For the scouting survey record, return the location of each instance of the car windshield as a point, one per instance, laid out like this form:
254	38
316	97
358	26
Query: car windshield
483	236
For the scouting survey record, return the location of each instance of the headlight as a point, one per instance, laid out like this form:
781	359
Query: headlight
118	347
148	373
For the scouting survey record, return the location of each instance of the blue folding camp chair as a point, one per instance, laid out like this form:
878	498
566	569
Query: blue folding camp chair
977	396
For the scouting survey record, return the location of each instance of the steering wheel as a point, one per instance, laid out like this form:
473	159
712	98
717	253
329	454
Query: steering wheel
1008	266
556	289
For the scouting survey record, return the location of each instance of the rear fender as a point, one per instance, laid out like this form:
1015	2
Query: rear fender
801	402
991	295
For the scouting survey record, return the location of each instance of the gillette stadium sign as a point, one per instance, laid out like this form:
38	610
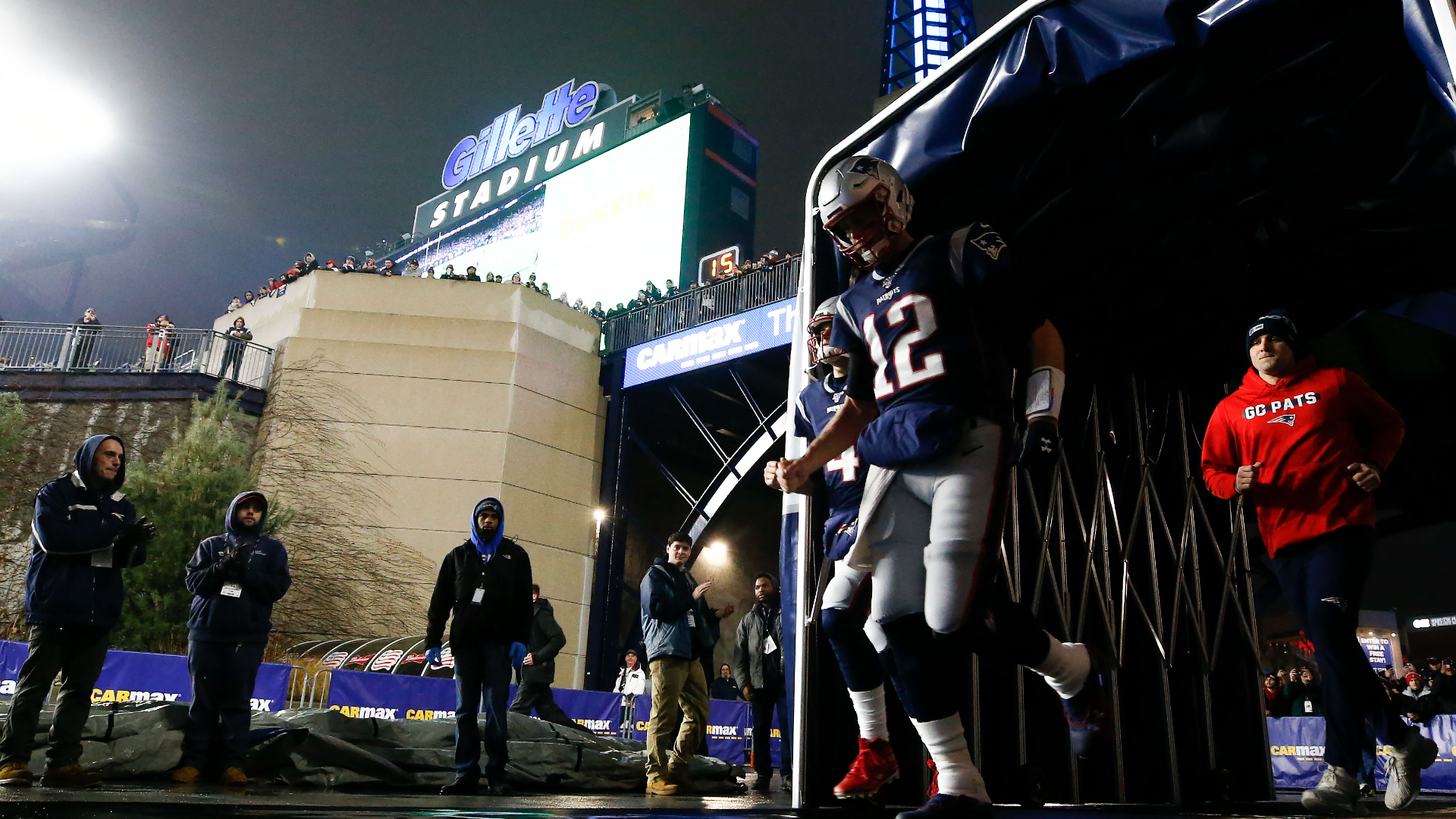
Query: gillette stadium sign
519	150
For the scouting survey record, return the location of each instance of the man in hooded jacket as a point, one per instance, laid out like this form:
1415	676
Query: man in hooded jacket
485	591
235	579
83	534
539	668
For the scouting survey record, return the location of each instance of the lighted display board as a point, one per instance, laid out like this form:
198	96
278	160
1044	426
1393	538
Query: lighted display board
714	343
598	231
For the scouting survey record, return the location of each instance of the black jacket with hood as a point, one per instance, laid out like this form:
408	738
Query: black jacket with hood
504	613
248	617
74	573
545	643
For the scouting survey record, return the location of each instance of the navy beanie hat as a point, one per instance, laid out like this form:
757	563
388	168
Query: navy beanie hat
1274	322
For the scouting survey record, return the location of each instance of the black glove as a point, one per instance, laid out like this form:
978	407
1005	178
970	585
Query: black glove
1038	445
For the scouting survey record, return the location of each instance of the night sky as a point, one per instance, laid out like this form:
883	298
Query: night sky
325	124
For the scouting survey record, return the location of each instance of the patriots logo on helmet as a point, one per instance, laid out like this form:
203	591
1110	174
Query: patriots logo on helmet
990	243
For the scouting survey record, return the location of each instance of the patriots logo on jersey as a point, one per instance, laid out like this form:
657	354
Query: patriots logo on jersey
989	242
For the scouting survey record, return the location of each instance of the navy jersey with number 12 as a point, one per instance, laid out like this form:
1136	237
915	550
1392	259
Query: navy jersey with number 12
843	475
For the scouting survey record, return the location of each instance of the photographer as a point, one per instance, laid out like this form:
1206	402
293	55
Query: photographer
83	534
237	577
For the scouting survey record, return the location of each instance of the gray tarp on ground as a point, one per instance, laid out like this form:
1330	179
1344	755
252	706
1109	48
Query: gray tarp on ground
325	748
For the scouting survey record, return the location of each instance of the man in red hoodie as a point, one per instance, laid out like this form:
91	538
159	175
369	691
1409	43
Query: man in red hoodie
1291	441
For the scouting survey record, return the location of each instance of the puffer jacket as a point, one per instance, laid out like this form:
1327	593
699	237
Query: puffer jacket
74	572
248	615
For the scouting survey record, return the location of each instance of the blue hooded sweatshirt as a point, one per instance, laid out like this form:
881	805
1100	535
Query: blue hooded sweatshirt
72	579
248	615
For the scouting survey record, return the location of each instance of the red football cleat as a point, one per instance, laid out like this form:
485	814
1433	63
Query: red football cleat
871	770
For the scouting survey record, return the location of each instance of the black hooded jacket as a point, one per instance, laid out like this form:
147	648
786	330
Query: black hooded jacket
74	573
245	617
504	613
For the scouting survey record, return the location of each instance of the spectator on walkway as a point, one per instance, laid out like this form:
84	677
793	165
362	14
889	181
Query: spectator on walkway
674	629
631	684
539	668
485	591
235	577
724	686
88	328
237	338
1274	701
83	534
159	343
759	664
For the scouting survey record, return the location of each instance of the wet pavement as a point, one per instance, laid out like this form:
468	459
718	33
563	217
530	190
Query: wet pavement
161	800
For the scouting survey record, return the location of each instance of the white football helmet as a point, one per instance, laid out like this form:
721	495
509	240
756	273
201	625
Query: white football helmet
823	318
862	203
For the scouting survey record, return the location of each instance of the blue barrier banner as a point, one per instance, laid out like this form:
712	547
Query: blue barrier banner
392	695
1298	754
============================================================
# [SHORT EXERCISE]
Using the material above, set down every line exactly, but skip the pictures.

# [SOLUTION FOR THIS TASK]
For the scouting survey record, return the location of each instance of the car windshield as a point, one per instance, laid out like this form:
254	38
316	97
358	26
Query: car windshield
483	236
For the scouting survey record, return the location of each instance of the headlight as a point, one per instance, laid out like this form:
781	359
Query: headlight
118	347
148	373
For the scouting survey record, return the location of each instance of the blue folding camp chair as a point, one per instance, laid out like this form:
878	498
566	569
Query: blue folding camp chair
977	396
For the scouting survey record, return the location of each instance of the steering wheel as a point, one per instance, laid out like this form:
473	159
712	98
717	253
329	454
Query: steering wheel
1008	266
556	289
For the scouting survey record, return the location of each instance of the rear fender as a point, one per instance, laid out like this form:
1015	2
Query: rear fender
801	402
991	295
For the scouting survey record, return the location of each instance of the gillette stadium sign as a point, one per instance, laid out like this form:
38	610
Query: gillette stadium sign
519	150
For the scouting survey record, return the location of each instance of the man in hooded jacket as a point, one per instance, laid out like this form:
1415	676
Query: man in hooded jacket
485	591
235	579
83	534
539	668
For the scouting survey record, return the location of each instance of the lighted display board as a point, one per instance, laid out like this form:
198	96
278	160
1044	426
1393	538
Query: lighted display board
714	343
598	231
For the scouting survey record, return the location of each instance of the black jacket with hood as a point, one per instance, laid out like this form:
408	738
Query: black jacket with hood
504	613
248	617
74	573
545	643
For the scouting survey record, return the location of each instance of the navy beanie hat as a point, one per instance, laid out like this form:
757	563
388	168
Query: navy beanie hat
1274	322
For the scouting survey record, return the location of each instance of the black glove as a point, one per instance, laid out like this form:
978	407
1005	178
970	585
Query: black glove
1038	445
For the scouting survey record, return the location of each instance of the night sky as a point, one per instance, laid out like this form:
883	298
Query: night sky
325	124
For the scouting survey record, return the location of each instance of the patriots logo on helmet as a point, one per instance, laid out like this form:
203	591
1110	174
Query: patriots logo on helmet
990	243
For the scouting survey record, return the location of each instance of the patriots logo on jersey as a point, one per instance, laid out like this form:
657	354
Query: patriots logo on jersey
989	242
For the scouting survey record, return the location of each instance of the navy jersey with number 12 as a point, one per instance, laid out like this form:
1136	237
915	550
1392	259
Query: navy jersey with number 12
843	475
For the scouting survey record, return the location of each instance of the photographer as a point, one per instance, laid out like this form:
1206	402
293	55
Query: photographer
83	534
237	577
For the scouting survey record, return the location of each instance of the gray tarp on ground as a point, one per instance, laid out like this form:
1330	179
1344	755
252	706
1109	48
Query: gray tarp on ground
325	748
For the scouting survey record, return the location of each instance of the man in red hoodie as a point, one per instance, laid out like this form:
91	538
159	175
369	691
1409	43
Query: man in red hoodie
1291	441
For the scouting survey record, return the location of each instance of the puffer jacket as a point, one per instance, laid out like this form:
1327	593
699	237
Query: puffer jacket
74	572
248	615
For the scouting survey record, return the location of each instance of the blue hooded sweatshirt as a point, one per instance, laid out like this form:
881	805
1100	535
Query: blue hooded sweatshirt
72	579
248	615
For the scouting survey record, return the location of each instance of the red football cleat as a point, one per instance, laid out like this form:
485	814
1433	63
Query: red football cleat
871	770
For the scouting survey record, return the location of each instance of the black hooded jacket as a point, one per instance, laid out like this form:
147	648
786	330
Query: black hooded jacket
74	573
245	617
504	613
For the scouting survey record, return the location of each instance of the spectator on walkway as a point, one per instance, laid out like this form:
84	677
793	165
362	14
889	181
Query: spectator on walkway
674	629
631	684
539	668
485	591
235	577
724	686
88	328
237	338
1274	701
83	534
159	343
759	664
For the scouting survey record, return the location of each instance of the wet pavement as a point, one per instance, laid out like this form:
468	459
718	33
563	217
530	190
Query: wet pavement
161	800
For the scouting survey record, return the location of each instance of the white football helmet as a point, one per instance, laid out like this form:
721	495
509	240
756	273
201	625
Query: white football helmet
823	318
862	203
For the scouting survey record, return the location of each instance of the blue barrier banner as a point, one per instance, laid out like this form:
712	547
Query: blue barrier banner
392	695
1298	754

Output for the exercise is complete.